WHAT THE TASK REQUIRES:
Carry on the message below about a possible Ket-Na-Dene language link, starting right after its last sentence.

━━━━━ PAGE TEXT

Ket-Na-Dene affiliation?

Scott DeLancey delancey at darkwing.uoregon.edu
Thu Nov 12 01:34:44 UTC 1998


----------------------------Original message----------------------------
On Wed, 11 Nov 1998, Ralf-Stefan Georg wrote:
 
> Ramstedt, comparing Na-Dene languages with Sino-Tibetan (especially
> Tibetan) has a Sapirian pedigree (I await to stand corrected, but as far as
> I remember this was based on typological resemblances only), Sumerian has
 
Pretty much, yes--their both having tone weighed heavily in the hypothesis
(since we now know that in both families tone is a secondary development
in the languages and branches where it occurs this loses any force it
might ever have had), and Sapir saw a fundamentally monosyllabic structure
to both.  (That may not be as completely far-fetched a way of thinking
about Athabaskan as it sounds).

━━━━━━━━━━
━━━━━ LISTED ENTRIES

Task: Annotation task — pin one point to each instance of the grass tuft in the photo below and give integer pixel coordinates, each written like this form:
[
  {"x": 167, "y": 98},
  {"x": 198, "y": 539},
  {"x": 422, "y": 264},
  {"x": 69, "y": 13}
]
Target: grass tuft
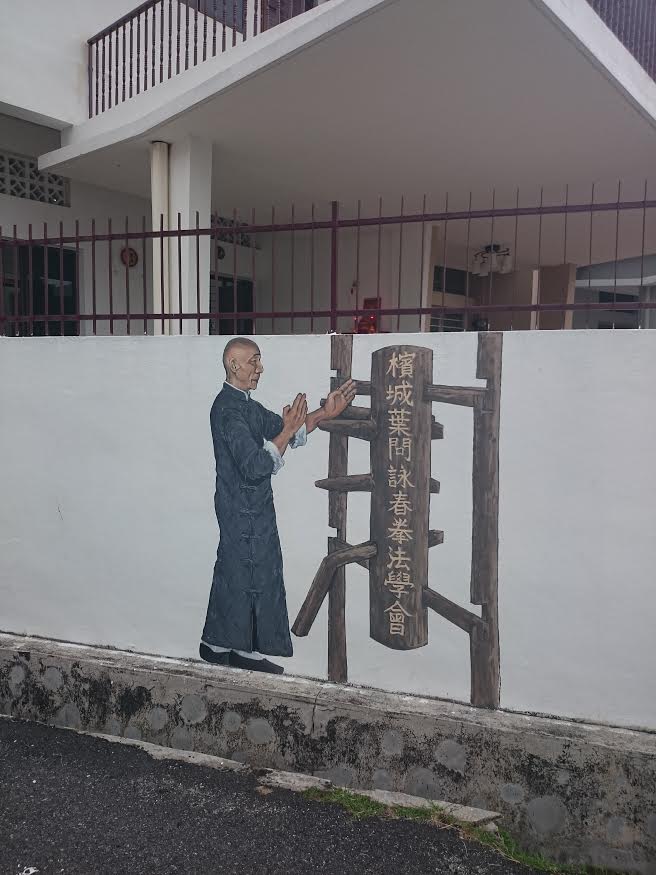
[{"x": 501, "y": 841}]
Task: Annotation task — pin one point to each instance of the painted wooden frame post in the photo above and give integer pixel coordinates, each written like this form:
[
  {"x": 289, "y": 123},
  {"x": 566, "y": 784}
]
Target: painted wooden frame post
[{"x": 400, "y": 427}]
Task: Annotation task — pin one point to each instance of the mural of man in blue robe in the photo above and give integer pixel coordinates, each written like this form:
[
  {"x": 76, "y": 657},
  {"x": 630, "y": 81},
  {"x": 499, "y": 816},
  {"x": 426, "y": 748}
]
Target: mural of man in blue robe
[{"x": 247, "y": 611}]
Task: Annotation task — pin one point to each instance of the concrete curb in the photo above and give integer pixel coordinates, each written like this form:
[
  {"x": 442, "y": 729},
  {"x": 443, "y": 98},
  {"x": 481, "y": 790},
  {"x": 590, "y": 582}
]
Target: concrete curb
[
  {"x": 574, "y": 792},
  {"x": 299, "y": 783}
]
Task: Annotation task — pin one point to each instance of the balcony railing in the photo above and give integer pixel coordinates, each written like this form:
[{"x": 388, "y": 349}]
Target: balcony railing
[
  {"x": 634, "y": 23},
  {"x": 162, "y": 38}
]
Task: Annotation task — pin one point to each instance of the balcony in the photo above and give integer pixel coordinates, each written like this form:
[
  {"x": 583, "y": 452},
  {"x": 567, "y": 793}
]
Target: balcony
[
  {"x": 634, "y": 23},
  {"x": 161, "y": 39}
]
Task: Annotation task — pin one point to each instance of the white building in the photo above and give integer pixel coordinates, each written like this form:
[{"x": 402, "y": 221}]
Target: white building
[{"x": 333, "y": 120}]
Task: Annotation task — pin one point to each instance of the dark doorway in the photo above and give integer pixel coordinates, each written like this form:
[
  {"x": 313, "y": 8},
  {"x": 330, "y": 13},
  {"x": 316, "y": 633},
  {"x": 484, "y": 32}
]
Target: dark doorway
[
  {"x": 38, "y": 281},
  {"x": 224, "y": 300}
]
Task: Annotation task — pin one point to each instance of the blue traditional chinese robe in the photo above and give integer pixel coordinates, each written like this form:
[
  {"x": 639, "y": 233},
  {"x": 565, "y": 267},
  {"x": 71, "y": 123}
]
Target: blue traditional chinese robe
[{"x": 247, "y": 608}]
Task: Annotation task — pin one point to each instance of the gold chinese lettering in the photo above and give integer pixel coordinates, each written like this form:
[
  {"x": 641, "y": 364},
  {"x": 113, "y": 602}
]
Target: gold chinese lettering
[
  {"x": 399, "y": 531},
  {"x": 400, "y": 393},
  {"x": 399, "y": 479},
  {"x": 398, "y": 582},
  {"x": 400, "y": 505},
  {"x": 398, "y": 560},
  {"x": 399, "y": 422},
  {"x": 402, "y": 364},
  {"x": 400, "y": 447},
  {"x": 397, "y": 615}
]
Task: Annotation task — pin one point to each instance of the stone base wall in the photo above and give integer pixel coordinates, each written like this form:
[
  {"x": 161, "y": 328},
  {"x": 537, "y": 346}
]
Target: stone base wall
[{"x": 576, "y": 793}]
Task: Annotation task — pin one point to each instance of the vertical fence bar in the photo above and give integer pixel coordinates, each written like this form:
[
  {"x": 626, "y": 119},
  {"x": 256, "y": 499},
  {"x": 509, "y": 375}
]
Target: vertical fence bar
[
  {"x": 421, "y": 261},
  {"x": 110, "y": 277},
  {"x": 110, "y": 68},
  {"x": 3, "y": 323},
  {"x": 124, "y": 64},
  {"x": 617, "y": 243},
  {"x": 196, "y": 33},
  {"x": 273, "y": 271},
  {"x": 61, "y": 279},
  {"x": 30, "y": 277},
  {"x": 198, "y": 272},
  {"x": 356, "y": 318},
  {"x": 205, "y": 35},
  {"x": 293, "y": 266},
  {"x": 489, "y": 285},
  {"x": 513, "y": 291},
  {"x": 16, "y": 330},
  {"x": 103, "y": 74},
  {"x": 127, "y": 274},
  {"x": 116, "y": 67},
  {"x": 46, "y": 283},
  {"x": 378, "y": 298},
  {"x": 78, "y": 308},
  {"x": 538, "y": 314},
  {"x": 215, "y": 255},
  {"x": 139, "y": 54},
  {"x": 97, "y": 78},
  {"x": 161, "y": 42},
  {"x": 177, "y": 39},
  {"x": 466, "y": 321},
  {"x": 131, "y": 55},
  {"x": 90, "y": 77},
  {"x": 170, "y": 39},
  {"x": 311, "y": 261},
  {"x": 253, "y": 279},
  {"x": 334, "y": 242},
  {"x": 186, "y": 36},
  {"x": 180, "y": 273},
  {"x": 164, "y": 315},
  {"x": 94, "y": 298},
  {"x": 144, "y": 276},
  {"x": 146, "y": 47},
  {"x": 444, "y": 260},
  {"x": 587, "y": 312},
  {"x": 642, "y": 251},
  {"x": 398, "y": 297}
]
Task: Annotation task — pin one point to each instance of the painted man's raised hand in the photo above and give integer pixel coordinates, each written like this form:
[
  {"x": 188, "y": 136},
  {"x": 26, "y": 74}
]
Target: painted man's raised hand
[
  {"x": 293, "y": 416},
  {"x": 339, "y": 400}
]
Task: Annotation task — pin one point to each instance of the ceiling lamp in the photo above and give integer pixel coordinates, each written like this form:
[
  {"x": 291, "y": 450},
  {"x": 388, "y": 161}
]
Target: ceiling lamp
[{"x": 493, "y": 258}]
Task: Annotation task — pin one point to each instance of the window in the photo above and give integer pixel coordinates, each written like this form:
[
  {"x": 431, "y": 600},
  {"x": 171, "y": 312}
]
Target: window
[
  {"x": 34, "y": 283},
  {"x": 451, "y": 281},
  {"x": 20, "y": 177}
]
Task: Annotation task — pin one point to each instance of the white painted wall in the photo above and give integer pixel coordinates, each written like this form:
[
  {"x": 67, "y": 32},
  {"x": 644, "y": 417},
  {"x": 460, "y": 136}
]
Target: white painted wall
[
  {"x": 87, "y": 202},
  {"x": 108, "y": 533}
]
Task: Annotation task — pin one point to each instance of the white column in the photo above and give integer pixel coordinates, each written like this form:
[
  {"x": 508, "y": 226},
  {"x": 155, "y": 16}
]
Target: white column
[
  {"x": 190, "y": 195},
  {"x": 159, "y": 200}
]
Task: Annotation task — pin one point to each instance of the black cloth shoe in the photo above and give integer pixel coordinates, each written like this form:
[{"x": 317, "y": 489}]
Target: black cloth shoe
[
  {"x": 209, "y": 655},
  {"x": 237, "y": 661}
]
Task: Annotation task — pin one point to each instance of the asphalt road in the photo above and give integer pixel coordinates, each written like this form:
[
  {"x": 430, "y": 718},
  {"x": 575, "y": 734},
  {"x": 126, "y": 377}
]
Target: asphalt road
[{"x": 76, "y": 804}]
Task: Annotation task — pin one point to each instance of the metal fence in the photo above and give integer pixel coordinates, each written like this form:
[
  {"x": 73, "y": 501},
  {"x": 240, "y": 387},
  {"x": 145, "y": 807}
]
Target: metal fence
[
  {"x": 162, "y": 38},
  {"x": 553, "y": 263}
]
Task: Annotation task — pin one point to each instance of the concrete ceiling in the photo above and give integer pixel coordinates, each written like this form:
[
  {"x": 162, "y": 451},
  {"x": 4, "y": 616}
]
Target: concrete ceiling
[{"x": 421, "y": 96}]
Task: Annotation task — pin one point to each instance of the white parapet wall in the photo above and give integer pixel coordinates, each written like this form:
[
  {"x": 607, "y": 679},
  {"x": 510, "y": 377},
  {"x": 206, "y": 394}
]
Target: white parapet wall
[{"x": 108, "y": 534}]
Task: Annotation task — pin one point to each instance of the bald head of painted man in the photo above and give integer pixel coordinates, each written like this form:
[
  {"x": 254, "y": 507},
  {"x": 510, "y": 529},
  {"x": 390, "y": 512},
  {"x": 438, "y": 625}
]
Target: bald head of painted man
[{"x": 242, "y": 361}]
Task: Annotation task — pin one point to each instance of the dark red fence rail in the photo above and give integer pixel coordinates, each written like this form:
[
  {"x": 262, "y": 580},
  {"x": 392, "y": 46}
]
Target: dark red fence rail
[
  {"x": 567, "y": 265},
  {"x": 634, "y": 23},
  {"x": 162, "y": 38}
]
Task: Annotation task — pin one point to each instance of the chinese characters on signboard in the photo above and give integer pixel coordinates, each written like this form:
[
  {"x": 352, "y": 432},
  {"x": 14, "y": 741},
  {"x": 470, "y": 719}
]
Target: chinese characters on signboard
[{"x": 399, "y": 396}]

━━━━━━━━━━

EXPECTED ANSWER:
    But he did dig up a handful of actual resemblants.  Some can be found
in Victor Golla's _Sapir-Kroeber Correspondence_, especially letter 332:
 
    Tlingit k'a 'surface' : Navaho k'a 'surface' : Tibetan k'a 'surface'
    Chinese t'an 'charcoal' : Haida s-t'An 'charcoal'
    OChin ti 'this' : Ath. di 'this'
    OChin ti 'pheasant' : Ath di 'partridge'
    Nadene k'u 'hole' : Indo-Chinese [sic] k'u 'hole', with several
        supporting forms from different N-D and S-T languages.
 
Pretty standard "long-ranger" stuff.  In an addendum to that letter
he has a very nice word-family comparison involving words having to
do with 'tie', 'twist', 'rope', 'snare', 'trap', which is the only
evidence I've ever seen presented for Sino-Na-Dene that made me feel
even for a minute like I'd like to see more.
     I had heard that in his notebooks he had more extensive comparisons,
so one day while I was at the APS looking for Chinookan stuff I spent
an hour looking for ST-ND stuff, but didn't find any.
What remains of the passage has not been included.